**Aim of the exercise**
A complete answer retypes each of the records below precisely and includes none of the pictures.

**Dataset records**
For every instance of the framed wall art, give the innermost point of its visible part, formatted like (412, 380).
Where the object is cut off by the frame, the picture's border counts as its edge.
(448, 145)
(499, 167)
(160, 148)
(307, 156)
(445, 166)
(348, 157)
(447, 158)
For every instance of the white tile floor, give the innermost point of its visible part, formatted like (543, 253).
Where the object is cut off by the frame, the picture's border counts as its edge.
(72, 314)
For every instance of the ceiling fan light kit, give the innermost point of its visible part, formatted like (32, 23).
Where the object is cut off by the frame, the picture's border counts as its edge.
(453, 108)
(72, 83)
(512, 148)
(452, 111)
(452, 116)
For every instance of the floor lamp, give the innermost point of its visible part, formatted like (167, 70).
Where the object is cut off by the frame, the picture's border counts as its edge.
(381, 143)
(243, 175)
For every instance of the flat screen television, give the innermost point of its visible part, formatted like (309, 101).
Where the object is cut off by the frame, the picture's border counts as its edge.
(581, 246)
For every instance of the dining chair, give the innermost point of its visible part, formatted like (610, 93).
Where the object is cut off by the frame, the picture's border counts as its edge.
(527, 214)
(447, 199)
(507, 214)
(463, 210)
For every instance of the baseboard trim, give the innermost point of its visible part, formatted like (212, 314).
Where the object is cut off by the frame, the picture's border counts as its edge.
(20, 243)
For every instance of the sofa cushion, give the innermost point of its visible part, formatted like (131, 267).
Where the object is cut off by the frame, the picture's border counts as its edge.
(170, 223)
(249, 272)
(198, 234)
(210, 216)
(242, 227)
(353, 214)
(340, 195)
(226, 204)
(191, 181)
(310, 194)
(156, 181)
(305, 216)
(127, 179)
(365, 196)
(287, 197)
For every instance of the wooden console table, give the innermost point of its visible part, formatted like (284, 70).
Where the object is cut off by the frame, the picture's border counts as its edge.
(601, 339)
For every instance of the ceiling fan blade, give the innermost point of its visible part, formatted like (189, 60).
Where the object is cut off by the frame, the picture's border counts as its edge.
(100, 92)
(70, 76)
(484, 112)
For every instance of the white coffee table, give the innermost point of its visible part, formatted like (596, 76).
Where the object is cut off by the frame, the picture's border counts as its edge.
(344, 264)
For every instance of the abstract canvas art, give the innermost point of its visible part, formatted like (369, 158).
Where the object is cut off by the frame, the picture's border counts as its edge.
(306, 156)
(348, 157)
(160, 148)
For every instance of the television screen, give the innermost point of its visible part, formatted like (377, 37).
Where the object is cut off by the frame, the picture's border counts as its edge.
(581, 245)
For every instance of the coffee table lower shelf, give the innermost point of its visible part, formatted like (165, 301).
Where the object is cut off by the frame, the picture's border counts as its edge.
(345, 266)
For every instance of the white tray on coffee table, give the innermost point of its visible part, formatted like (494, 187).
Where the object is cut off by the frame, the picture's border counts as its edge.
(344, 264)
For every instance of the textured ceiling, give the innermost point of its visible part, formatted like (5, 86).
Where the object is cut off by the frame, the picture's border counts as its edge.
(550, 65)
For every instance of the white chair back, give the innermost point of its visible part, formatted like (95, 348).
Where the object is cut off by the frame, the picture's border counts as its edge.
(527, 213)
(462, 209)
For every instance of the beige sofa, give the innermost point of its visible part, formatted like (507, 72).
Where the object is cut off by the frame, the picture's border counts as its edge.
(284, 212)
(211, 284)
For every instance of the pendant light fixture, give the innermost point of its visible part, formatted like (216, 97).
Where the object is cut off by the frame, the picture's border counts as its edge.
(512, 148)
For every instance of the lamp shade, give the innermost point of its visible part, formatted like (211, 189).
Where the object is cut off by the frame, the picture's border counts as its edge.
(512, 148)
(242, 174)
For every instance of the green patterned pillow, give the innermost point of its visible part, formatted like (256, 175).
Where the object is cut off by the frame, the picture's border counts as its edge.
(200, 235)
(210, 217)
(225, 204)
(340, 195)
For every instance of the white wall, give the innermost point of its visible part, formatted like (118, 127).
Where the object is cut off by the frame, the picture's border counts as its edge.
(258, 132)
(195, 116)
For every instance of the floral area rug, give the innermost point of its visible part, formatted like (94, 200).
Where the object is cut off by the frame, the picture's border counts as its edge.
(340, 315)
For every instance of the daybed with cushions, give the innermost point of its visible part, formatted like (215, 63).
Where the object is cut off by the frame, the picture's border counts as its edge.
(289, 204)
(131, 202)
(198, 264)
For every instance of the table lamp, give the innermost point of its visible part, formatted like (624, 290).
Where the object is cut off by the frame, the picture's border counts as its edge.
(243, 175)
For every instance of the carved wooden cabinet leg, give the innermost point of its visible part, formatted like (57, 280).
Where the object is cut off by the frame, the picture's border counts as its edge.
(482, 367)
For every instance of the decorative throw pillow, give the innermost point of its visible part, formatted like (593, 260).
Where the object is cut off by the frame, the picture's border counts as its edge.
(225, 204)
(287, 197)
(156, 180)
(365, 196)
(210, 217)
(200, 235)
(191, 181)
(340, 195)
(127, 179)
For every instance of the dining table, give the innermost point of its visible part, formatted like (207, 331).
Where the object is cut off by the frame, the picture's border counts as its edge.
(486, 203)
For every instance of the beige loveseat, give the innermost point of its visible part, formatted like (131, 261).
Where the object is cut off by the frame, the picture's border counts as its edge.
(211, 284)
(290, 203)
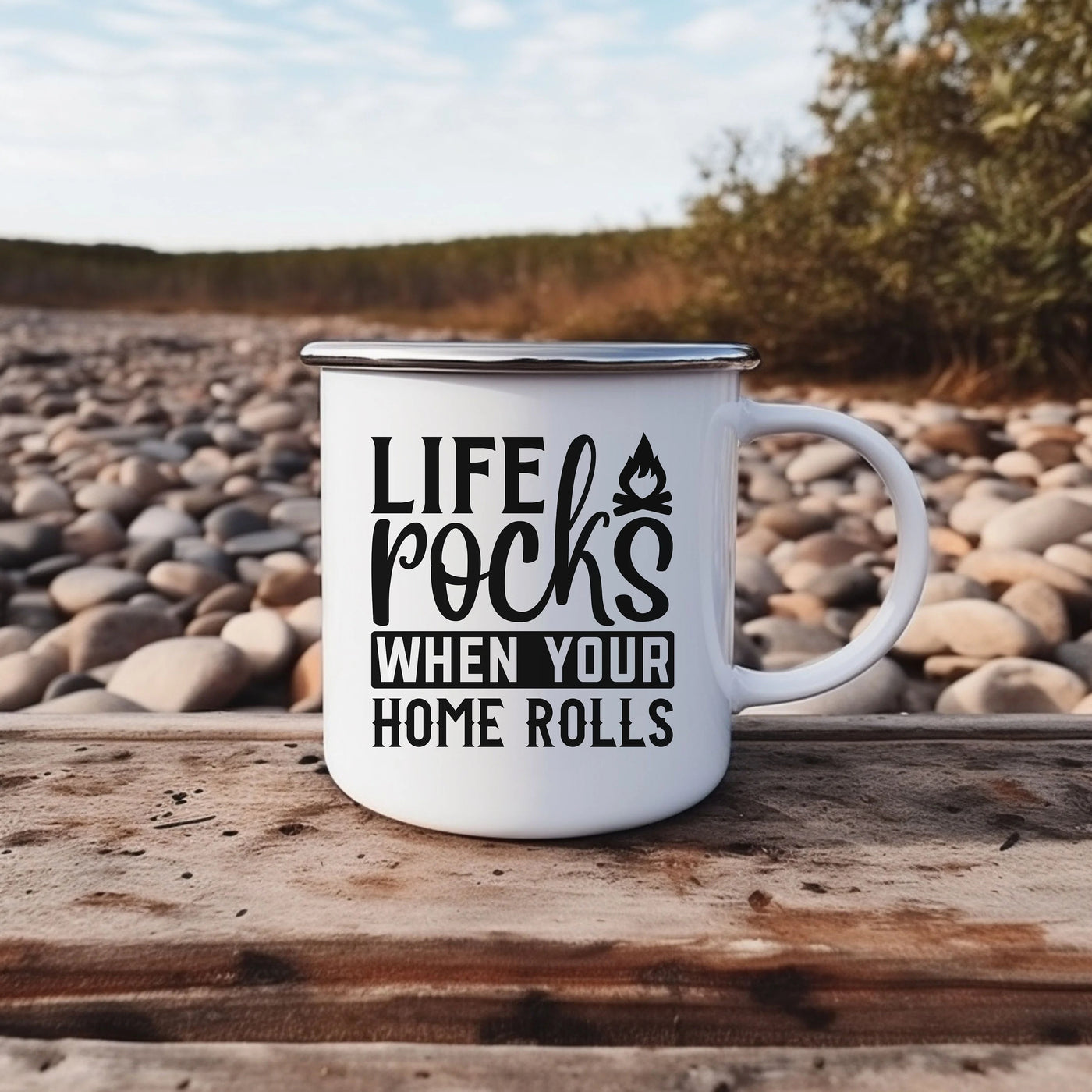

**Result**
For every instance of the framed wall art, give the innermost point of its visible part, formatted like (412, 380).
Where the object is cut off by the frame, the picture's border counts as its edge.
(448, 145)
(499, 167)
(160, 148)
(307, 156)
(445, 166)
(348, 157)
(447, 158)
For every instance of the white tile floor, give the innermost point of its visible part, formatted like (543, 253).
Where the object is cut off by the frame, the picture's border counts as its edge.
(72, 314)
For every instance of the ceiling fan light kit, give the innermost point of its visible part, formatted like (32, 23).
Where the object is cut off by the frame, the picture's border counts as its edge.
(453, 108)
(72, 83)
(512, 148)
(452, 111)
(452, 116)
For every instance of the floor lamp, give the innermost point of its visible part, formatted like (167, 70).
Where the object is cut off by the frame, the picture's border counts as its edge.
(381, 143)
(243, 175)
For every instance of the flat screen television, give the innermost point of its visible part, formatted like (309, 101).
Where the object is cut off by the frame, the picture's border counts as its edge.
(581, 246)
For every instance of the dining chair, give the innermost point of its visible part, formatted like (610, 93).
Where the object is cut off by the frame, the picture's border counts as its edge.
(527, 214)
(447, 199)
(507, 214)
(463, 210)
For every instance of the baseboard trim, give the innermost point of its visible part, formatted like (212, 314).
Where the object is cut off by the frame, the picture's border counts as its edge.
(20, 243)
For every instance of the sofa cushion, give the innermost point of its visible part, formatted like (131, 267).
Where the object is cut off by the frame, the picture's border counts as its edge.
(170, 223)
(249, 272)
(198, 234)
(210, 216)
(242, 227)
(353, 214)
(340, 195)
(226, 204)
(191, 181)
(310, 194)
(156, 181)
(305, 216)
(127, 179)
(365, 196)
(287, 197)
For every instance of the wooden console table, give the innermost point of its visible part, formatted like (284, 70).
Where the object is cut off by the frame, the picture's border counts as its edge.
(601, 339)
For every instance of the ceiling fan blade, give the innermost point of its visible part, formatted like (189, 60).
Where the object is cut off by the frame, the picture's border counts as its edge.
(100, 92)
(70, 76)
(484, 112)
For every instance of the white coffee table, give the innermost point of its visible part, formatted like (596, 76).
Where the object is cut off by the frame, the picture's border counts as its edge.
(344, 264)
For every instance of the abstract canvas art, give the innermost point of its visible part, formatted like (369, 158).
Where the object is cut off by the frame, the picture's border counts as its edge.
(306, 156)
(348, 157)
(160, 148)
For every instance of the television screen, give the innermost point of its visible part, formatted like (377, 37).
Where the object is cut off by the frame, the picture's border counts as its edge.
(581, 245)
For every instance of the coffee table lower shelf, give the innermost point of its visible part, formatted like (165, 301).
Where the object is cut off by the frame, the picture's border counts as its edge.
(345, 266)
For every instance of the white tray on coffee table, give the innermost point of its visible part, formatted like (494, 187).
Where the object is cut off by the frame, the picture's border counts as its edge.
(344, 264)
For every instance of the textured ceiling, give the innermost point of its visible part, formatted like (5, 86).
Where the object is cut off by the frame, the picture's border counts as its edge.
(550, 65)
For every instance of the white chair back, give the innermost point of its visible part, formatted like (95, 348).
Where the object is cut off by the frame, the picture's border counts as its edge.
(527, 213)
(462, 209)
For every instance of the beige sofa, give the innermost point of its visible part, formatted like (507, 72).
Where the object is cut off by the frame, the picture's border counts as its edge.
(284, 212)
(211, 284)
For every instance of the pendant light fixture, give the innermost point of its visible part, formatted like (216, 97).
Where the object is cut off by the frame, the picture's border counts as its edge.
(512, 148)
For every instance of the lamp shade, give the innermost point of its visible part, formatted like (211, 189).
Where the object is cut off by the frame, the picture's border counts as its edge.
(512, 148)
(242, 174)
For every instance of the green patterned pillow, give the innermost point of its visible part, formatted like (256, 175).
Where the object is cut off by the frame, the picture's border counts as its edge.
(200, 235)
(210, 217)
(225, 204)
(340, 195)
For every instance of the white wall, give the innermost point of its visible part, formatted like (118, 127).
Where the object is cut off by the frame, the picture's border counts as its edge.
(258, 132)
(195, 116)
For every instance of the floral area rug, give the innermost point of its visible part, formatted like (94, 200).
Where the object is cut off by the frame, the picture's border counts as its edge.
(340, 315)
For every instance of the daybed with cushions, give the innermost point of its visible part, formatted like (215, 63).
Where the object is cut off by the frame, the picture's border counts as its edge.
(289, 204)
(131, 202)
(198, 264)
For every instance of the table lamp, give the innermost point of its visible part, formatted like (624, 290).
Where the object is cut off by the frame, the picture's border counts as its edge.
(243, 175)
For every instance of the carved wooden cabinet leg, give the innermost point of its visible part, formatted like (57, 280).
Where the object is cut off by the frame, the picture's border counts as its edge.
(482, 367)
For every instance of the decorative throw pillow, give the innermost point of its visible part, formatted like (593, 260).
Where the object is cut off by the frame, the picture's border counts as its edge.
(225, 204)
(287, 197)
(156, 180)
(365, 196)
(210, 217)
(200, 235)
(191, 181)
(340, 195)
(127, 179)
For every instance of the dining table, give the innermost point of its visible part, formatted like (207, 331).
Where the object is cut off by the frame, the picture's border counts as its edge.
(486, 203)
For every instance of the beige loveseat, give the innermost point of its visible part, formatted like (131, 261).
Where the object is cut off by the frame, the picture's border counts as its edge.
(211, 284)
(290, 203)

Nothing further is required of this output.